-- Start of Excerpt --

The Web, on the other hand, became popular as a rich medium. You can fiddle with things while there's a tiny installed base, but once it goes mainstream, the design is pretty much frozen, and change becomes glacial and difficult. When was CSS finalized again?
From day one it [Pre-W3 HTML] was designed as a right medium.
**********
Quote:
Originally posted by Amorph
That's tendentious and silly.
It was designed, and became popular, and remains popular, as a text-only means of communication. Therefore it functions most reliably as a text-only means of communication. Whether the design is optimal is irrelevant. It is, and it's everywhere. My complaints with rich text email have nothing to do with some bias against rich text (or multimedia) and everything to do with real-world experience with various implementations built on top of basic email, all of which have fallen down with various degrees of severity at various times in my own experience.
The Web, on the other hand, became popular as a rich medium. You can fiddle with things while there's a tiny installed base, but once it goes mainstream, the design is pretty much frozen, and change becomes glacial and difficult. When was CSS finalized again?
The logic does not flow. E-mail was designed as text-only so it functions most reliably as a text-only means of communication, you argued. Web was also designed as text only and does it cease to function reliably once non-text objects were added? How about books? I know I am being argumentative here but reliablity in this case has nothing to do with the original design.
But in any case, feel free to use and advocate the use of plain text e-mail/web as much as you want. It's your choice. However, if other "various implementations built on top of basic e-mail" are causing you problems, there is clearly a solution: get them to send you basic plain text! It is as if they do not have a choice. They do and sent you information in a format you do not like - this is different than e-mail being unreliable.

-- End of Excerpt --

__Tasks and exercises__.
a) In the forum exchange about email formats, what does Amorph say email was designed as, and still remains popular as?
b) Resume the forum exchange about email formats, picking up right after its final sentence.
The material after this point comes from an unrelated source.

-- Start of Records shown --

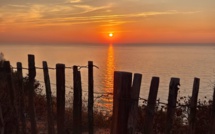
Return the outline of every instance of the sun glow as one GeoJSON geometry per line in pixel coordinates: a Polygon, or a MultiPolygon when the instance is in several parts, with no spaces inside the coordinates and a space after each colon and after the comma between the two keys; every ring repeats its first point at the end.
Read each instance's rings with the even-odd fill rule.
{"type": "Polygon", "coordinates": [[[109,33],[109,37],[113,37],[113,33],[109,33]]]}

-- End of Records shown --
-- Start of Records shown --

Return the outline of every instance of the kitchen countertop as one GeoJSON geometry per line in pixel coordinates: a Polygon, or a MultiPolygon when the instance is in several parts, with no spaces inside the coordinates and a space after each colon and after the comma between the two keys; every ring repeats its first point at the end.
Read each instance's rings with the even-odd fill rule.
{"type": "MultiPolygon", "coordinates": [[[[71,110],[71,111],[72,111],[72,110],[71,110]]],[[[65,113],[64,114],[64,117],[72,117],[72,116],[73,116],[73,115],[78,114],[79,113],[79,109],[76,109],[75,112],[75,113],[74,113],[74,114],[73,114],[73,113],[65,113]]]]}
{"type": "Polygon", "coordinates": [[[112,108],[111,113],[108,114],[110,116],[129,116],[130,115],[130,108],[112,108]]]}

-- End of Records shown --

__Outputs in order__.
a) A text-only means of communication.

b)
****
Offtopic here... "tendentious", that's a good word! Have to use it today.
The logic does not flow. E-mail was designed as text-only so it functions most reliably as a text-only means of communication, you argued. Web was also designed as text only and does it cease to function reliably once non-text objects were added? How about books?
I think we're a bit off a constructive discussion on the merits and technical issues associated with various email formats... but i'll bite.
I think the difference is that email's poorly specified standards were well-entrenched prior to the addition of formatting and embedded images.
On the other hand, html and other web technologies gained widespread use only after formatting and image capabilities were added. Also, given the extensible nature of the <tag></tag> structure, the bastardization of web standards was easier to accomplish.
Of course there are also issues like the number of viewers written for mail as compared to the number written for web content. There are literally thousands of email programs still in use. To make matters worse, the parsing and transmission of a web document is far simpler than for messages. Layout, no, but transmission and parsing yes. Hell, even line-wrap is an unspecified mess with email.
Books? Well their new formats and images are backwards compatible with all legacy viewing hardware.
Discussion of technology aside, I'm still in favor of plain text email.
<ironic bold-face/>Aren't you glad audio effects and transmission volume aren't standard telephony options?
The logic does not flow. E-mail was designed as text-only so it functions most reliably as a text-only means of communication, you argued. Web was also designed as text only and does it cease to function reliably once non-text objects were added? How about books? I know I am being argumentative here but reliablity in this case has nothing to do with the original design.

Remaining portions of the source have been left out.